I. Utilité de la séance

En début de Seconde, il peut être utile de légitimer auprès des élèves la démarche du commentaire, dont ils perçoivent rarement l’utilité et dont le sens ne s’impose qu’avec le temps, quand il s’impose.

Il s’agit de leur présenter, en le racontant ou en le lisant, un récit suffisamment étrange et impressionnant pour apparaître comme une énigme appelant un nécessaire déchiffrement et de proposer des outils, notamment de contextualisation, qui rendent possible ce déchiffrement.

Ce récit est un conte de Grimm, peu reproduit parce que particulièrement violent : Le Conte du genévrier, dont nous donnons en fin d’article la traduction par Armel Guerne. (Flammarion). On y voit une belle-mère découper et cuisiner son beau-fils, avant de le servir au père de l’enfant, qui le mange avec appétit.

Nous conseillons, pour que le récit ait sa pleine puissance, pour que les répétitions et les formules soient bien perçues, de l’apprendre et de le raconter à la classe. Les réactions des élèves sont très intéressantes et on pourra lancer le questionnement à partir de celles qu’on observe.
En outre, le fait de raconter une histoire longue apparaît toujours aux élèves comme une sorte de don, d’effort particulier de la part du professeur, qui peut constituer une bonne captatio benevolentiae.

II. Déroulement

1. On commence par annoncer que l’on va raconter une histoire. On fait le récit et on prend acte des réactions : étonnement, intérêt, rejet, jugement négatif, fascination etc.

On interroge la classe sur la signification possible d’une telle histoire, signification qui semble difficile à trouver intuitivement.
C’est alors qu’apparaît la nécessité, pour la comprendre, de recourir à des éléments de commentaire.


2. La première démarche consiste à montrer aux élèves qu’ils ont déjà des connaissances leur permettant de réfléchir. On réactive leur savoir sur les contes : origine traditionnelle, formules d’ouverture, début qui fait penser à celui de Blanche-Neige, éléments surnaturels, rôle de la belle-mère, répétitions, reprise ternaire de formules et d’événements, issue heureuse. On peut aussi faire remarquer que dans Blanche-Neige aussi, il est question du meurtre d’une belle-fille par sa belle-mère.

Le fait de montrer aux élèves qu’ils ont déjà des connaissances et qu’ils ont une pratique de la réflexion sur les textes est en soi important.
Mais on indique que le recours à des analyses et à des grilles d’interprétation va permettre d’éclairer le sens du récit.

◇ ◇ ◇ ◇ ◇

* OBJECTIFS:
#1 Recopiez le passage de l'extrait sur le Conte du genévrier qui va de « 1. On commence » à « négatif, fascination etc. », bornes incluses.
#2 Dans l'extrait sur le Conte du genévrier, de qui est la traduction du conte donnée en fin d'article ?

◇ ◇ ◇ ◇ ◇

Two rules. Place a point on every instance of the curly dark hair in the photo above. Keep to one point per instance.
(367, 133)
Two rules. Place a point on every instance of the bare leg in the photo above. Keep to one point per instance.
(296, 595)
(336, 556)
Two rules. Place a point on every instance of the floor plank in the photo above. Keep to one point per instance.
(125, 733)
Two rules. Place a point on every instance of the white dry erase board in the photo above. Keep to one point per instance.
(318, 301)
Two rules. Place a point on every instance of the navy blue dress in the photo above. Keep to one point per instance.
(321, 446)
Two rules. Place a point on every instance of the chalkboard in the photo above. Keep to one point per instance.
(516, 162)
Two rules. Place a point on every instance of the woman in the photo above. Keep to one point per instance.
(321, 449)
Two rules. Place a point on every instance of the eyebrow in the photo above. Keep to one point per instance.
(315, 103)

◇ ◇ ◇ ◇ ◇

* RÉPONSES AUX EXERCICES:
#1
1. On commence par annoncer que l’on va raconter une histoire. On fait le récit et on prend acte des réactions : étonnement, intérêt, rejet, jugement négatif, fascination etc.

#2 Armel Guerne.